┌──

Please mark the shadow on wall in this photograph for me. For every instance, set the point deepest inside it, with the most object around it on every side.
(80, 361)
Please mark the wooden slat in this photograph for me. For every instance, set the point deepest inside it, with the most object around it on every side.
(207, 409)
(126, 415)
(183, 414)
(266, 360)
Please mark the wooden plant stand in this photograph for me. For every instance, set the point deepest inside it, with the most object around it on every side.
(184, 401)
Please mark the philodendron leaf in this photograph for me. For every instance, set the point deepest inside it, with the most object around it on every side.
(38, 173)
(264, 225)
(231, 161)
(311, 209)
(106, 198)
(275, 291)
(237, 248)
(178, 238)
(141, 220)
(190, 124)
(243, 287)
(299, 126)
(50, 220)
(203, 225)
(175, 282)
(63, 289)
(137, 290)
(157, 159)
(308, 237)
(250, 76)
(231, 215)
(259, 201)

└──

Nothing in the data may be omitted; transcribe it exactly.

> [Result below]
Please mark the shadow on wall in this photograph for me. For every instance, set the point deepest inside it, with the most object around it on every side.
(80, 361)
Please mark the wooden slat in this photograph for me. For every instance, set the point deepest inside it, with the most object around it on every side.
(207, 409)
(126, 415)
(183, 414)
(266, 360)
Please mark the wooden plant stand in this photograph for me. For every instance, set the point deepest inside it, with the most object around it on every side.
(184, 401)
Please mark the philodendron leaf in this photograph for me. For every instance, set the point deepest inside it, with the most object around it on every side.
(38, 173)
(264, 225)
(231, 161)
(311, 209)
(106, 198)
(275, 291)
(237, 248)
(178, 238)
(141, 220)
(190, 124)
(243, 287)
(299, 126)
(50, 220)
(203, 225)
(175, 282)
(63, 289)
(137, 290)
(157, 159)
(308, 237)
(250, 76)
(231, 215)
(259, 201)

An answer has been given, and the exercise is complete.